#### STATED GOAL:
Please repeat the lines below without the pictures, keeping every request, and shift each pixel coordinate in the answers by -72.

=-=-=-=-=

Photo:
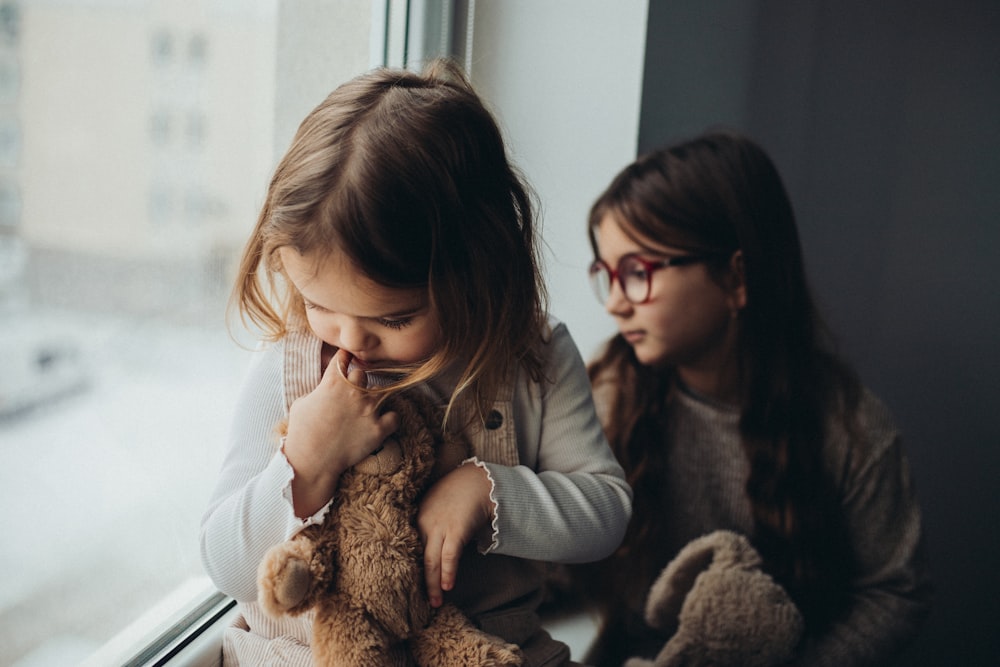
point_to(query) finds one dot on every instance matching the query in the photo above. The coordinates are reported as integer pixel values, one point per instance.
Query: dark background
(884, 119)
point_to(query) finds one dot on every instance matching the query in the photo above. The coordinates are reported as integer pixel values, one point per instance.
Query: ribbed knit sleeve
(566, 500)
(250, 509)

=-=-=-=-=

#### EXERCISE ANSWER:
Photo:
point_to(query) finds one dot on every instance matching the query in the photo above. The coordinates are reported as integer pixel values, one point per instance.
Query: dark background
(812, 47)
point_to(query) finds one dot on every instance matching the query in the photo above. The coordinates are reported as integer pixel values, one point per instance.
Query: ribbed knit sleeve
(494, 428)
(178, 437)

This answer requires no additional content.